## [DESCRIPTION OF THE TASK]
Write out the listing below exactly, and omit any images you find in it.

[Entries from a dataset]
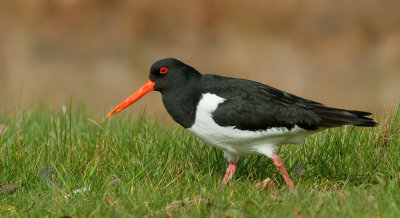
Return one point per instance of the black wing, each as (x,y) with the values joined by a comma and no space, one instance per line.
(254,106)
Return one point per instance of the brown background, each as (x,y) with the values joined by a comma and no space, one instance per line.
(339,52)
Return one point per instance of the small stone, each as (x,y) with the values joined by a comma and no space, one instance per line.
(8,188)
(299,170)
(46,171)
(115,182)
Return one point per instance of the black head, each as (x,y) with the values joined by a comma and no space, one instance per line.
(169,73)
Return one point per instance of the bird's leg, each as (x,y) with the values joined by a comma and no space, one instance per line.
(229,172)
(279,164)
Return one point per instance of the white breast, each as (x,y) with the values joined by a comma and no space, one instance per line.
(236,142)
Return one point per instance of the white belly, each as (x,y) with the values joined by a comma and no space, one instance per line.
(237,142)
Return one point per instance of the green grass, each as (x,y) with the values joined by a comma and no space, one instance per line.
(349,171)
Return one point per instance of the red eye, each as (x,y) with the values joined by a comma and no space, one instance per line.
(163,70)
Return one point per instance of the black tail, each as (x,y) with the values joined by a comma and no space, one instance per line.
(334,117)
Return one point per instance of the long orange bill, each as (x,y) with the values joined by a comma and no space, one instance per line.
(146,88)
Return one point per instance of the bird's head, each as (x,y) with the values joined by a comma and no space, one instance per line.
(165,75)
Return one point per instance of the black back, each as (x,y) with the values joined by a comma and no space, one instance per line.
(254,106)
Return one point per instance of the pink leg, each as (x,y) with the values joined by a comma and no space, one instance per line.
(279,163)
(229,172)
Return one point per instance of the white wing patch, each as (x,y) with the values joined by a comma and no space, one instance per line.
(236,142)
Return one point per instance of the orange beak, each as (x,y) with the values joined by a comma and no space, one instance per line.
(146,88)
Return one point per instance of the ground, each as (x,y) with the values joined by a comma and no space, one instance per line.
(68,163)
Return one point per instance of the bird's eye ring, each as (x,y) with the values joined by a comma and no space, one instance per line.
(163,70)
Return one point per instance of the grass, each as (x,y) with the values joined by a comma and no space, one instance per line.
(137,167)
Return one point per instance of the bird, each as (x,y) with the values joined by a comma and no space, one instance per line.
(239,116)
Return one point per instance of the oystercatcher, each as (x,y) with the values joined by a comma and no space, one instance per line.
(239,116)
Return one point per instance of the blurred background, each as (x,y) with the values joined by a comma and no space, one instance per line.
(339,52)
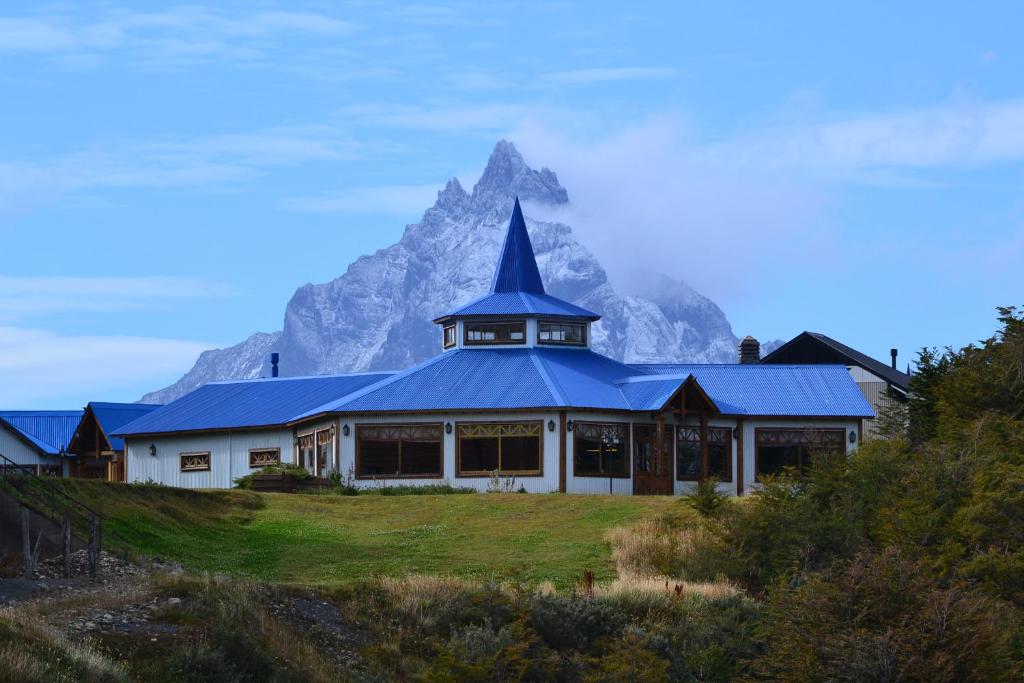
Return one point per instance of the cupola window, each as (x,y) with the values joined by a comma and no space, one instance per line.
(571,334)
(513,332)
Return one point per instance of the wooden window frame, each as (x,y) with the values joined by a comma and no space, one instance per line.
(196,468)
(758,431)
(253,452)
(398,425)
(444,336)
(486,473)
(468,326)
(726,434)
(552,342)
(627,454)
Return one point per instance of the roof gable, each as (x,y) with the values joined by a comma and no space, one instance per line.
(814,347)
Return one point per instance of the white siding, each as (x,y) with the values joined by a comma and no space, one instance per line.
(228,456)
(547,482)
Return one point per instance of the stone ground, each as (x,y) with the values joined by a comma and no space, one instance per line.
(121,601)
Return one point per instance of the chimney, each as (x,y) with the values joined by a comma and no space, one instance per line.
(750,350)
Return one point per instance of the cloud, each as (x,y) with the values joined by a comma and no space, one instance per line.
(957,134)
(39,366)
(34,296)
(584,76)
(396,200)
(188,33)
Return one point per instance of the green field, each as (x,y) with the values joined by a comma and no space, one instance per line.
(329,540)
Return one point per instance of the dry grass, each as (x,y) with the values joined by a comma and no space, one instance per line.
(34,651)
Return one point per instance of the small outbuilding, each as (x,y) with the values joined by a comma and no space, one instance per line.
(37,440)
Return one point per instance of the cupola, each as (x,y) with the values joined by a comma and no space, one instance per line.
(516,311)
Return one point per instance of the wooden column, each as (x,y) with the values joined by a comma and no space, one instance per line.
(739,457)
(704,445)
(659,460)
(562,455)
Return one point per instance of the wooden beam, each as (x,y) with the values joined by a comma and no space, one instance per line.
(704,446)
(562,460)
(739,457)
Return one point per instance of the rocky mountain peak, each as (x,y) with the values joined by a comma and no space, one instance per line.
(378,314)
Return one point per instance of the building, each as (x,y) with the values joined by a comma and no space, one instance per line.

## [ANSWER FOR THE TASK]
Return one point per instance of the black wing, each as (x,y) with the values joined by a comma and no space, one instance per line.
(254,106)
Return one point per instance of the brown background, each as (x,y) with the values joined by a comma and no space, one instance per line.
(339,52)
Return one point per instance of the small stone, each as (x,y) with the values joined by a comma and no space, one instance per line.
(8,188)
(299,170)
(46,171)
(115,182)
Return one point per instance of the black head, each as (x,y) with the values joined by a comma and no space, one instance per line.
(169,73)
Return one point per instance of the bird's leg, each as (x,y) with the values joined by a comma and no space, one instance per line.
(229,172)
(279,164)
Return one point per instance of the white breast, each as (x,y) with the values joined by a comma and no space, one instance per line.
(236,142)
Return one point per instance of the white belly, each as (x,y) with the values joined by a comma and no space, one instance per line.
(237,142)
Return one point per instance of the green grass, each as (x,y) with the values joined by a comma and no space, one instance per line.
(349,171)
Return one point per instance of the red eye, each as (x,y) with the values joined by a comma and no space, one instance per line.
(163,70)
Return one point per instance of the black tail, each as (x,y) with the values joined by a comma and no space, one instance per line.
(334,117)
Return one point per instance of the long orange bill, each as (x,y) with the values joined by a comma and no space, one instance per line.
(146,88)
Return one point per instance of the bird's head, each as (x,y) with the values joined by a comma and no space, one instance per line.
(165,75)
Return one point per instance of the black back, each as (x,y) with the values joined by a comma and no space, one instance per line.
(254,106)
Return one point per instance of the pink leg, each as (x,y) with the values joined by a comma and no space, one instance per line.
(279,163)
(229,172)
Return one point per instance of the white wing patch, each as (x,y) with the values joined by a comma and no space, one instance per line.
(236,142)
Return one point per instance of the orange beak, each as (x,y) with the values joined by a comma and no space, one instance per line.
(146,88)
Return one point per instance of the ground, each as (x,y) with the values joined by a comma and no space, one instance per line.
(68,163)
Return one point per instance of the bird's eye ring, each as (x,y) with the values joined by a comma and no space, one instance per line.
(163,70)
Return one point per instance of the grass, each as (x,y) with the values joined by a comma and no space, one instance per line.
(137,167)
Return one point per instance of the bird, each as (x,y) with the values joined by a comma and no space, one instance per line.
(239,116)
Return one point per instance of the oystercatcher, each as (x,y) with the values joined by a comma and no space, one instance per line.
(239,116)
Return one point per instance of the blurred background, each as (x,y) with the values joined by a comma and no space, one instance per line.
(339,52)
Return one point per instance of the cupola window, each as (x,y) with the values joined by a comma and no space, one instance per line.
(571,334)
(513,332)
Return one point per instance of the wooden window frame, each as (x,y) with the values joined by a comma and no space, one instance per line.
(196,468)
(758,431)
(253,452)
(398,425)
(444,336)
(486,473)
(468,326)
(726,434)
(552,342)
(627,454)
Return one point per instance of the roof gable, each as (x,y) with the values joined by a comma and no space, one instance per line.
(814,347)
Return one point per instance of the white siding, each as (x,y) with the values joined by a comma and no space, one instance per line.
(228,456)
(547,482)
Return one point per instance of the stone ground, each as (x,y) with the values joined by a comma and no space, one instance per line.
(121,601)
Return one point per instance of the chimney, each as (x,y) with the values joined by a comma and no space, one instance per line.
(750,350)
Return one point per instance of the cloud, each as (x,y) with the values joined by a comma and no space, one instance per line.
(957,134)
(39,366)
(34,296)
(584,76)
(396,200)
(188,33)
Return one point per instance of the green field, each as (x,y) with the values joined by a comma and no space, one instance per line.
(329,540)
Return one point per instance of the dry grass, each as (x,y) with the values joined by a comma and no space, one instance per line.
(34,651)
Return one point per instance of the small outbuilding, each as (x,y) with the values joined by a comma and no space, one instance per line.
(37,440)
Return one point per instance of the cupola, each as (x,y) with the values joined by a comma and no space, one instance per line.
(516,311)
Return one point per instance of the wooden column, each as (x,y) with the values joined by a comma and no space, one instance per line.
(739,457)
(704,445)
(659,460)
(562,455)
Return one point per instance of the wooden beam, each as (x,y) with the values joined by a comma and no space, one instance per line.
(704,446)
(562,460)
(739,457)
Return one point per instance of the rocky mountain peak, each as (x,y) with the values joined by a comma and no space, one instance per line.
(378,314)
Return one point per instance of the building, each as (x,y) with the values joined by a comma and no space, one instance per line.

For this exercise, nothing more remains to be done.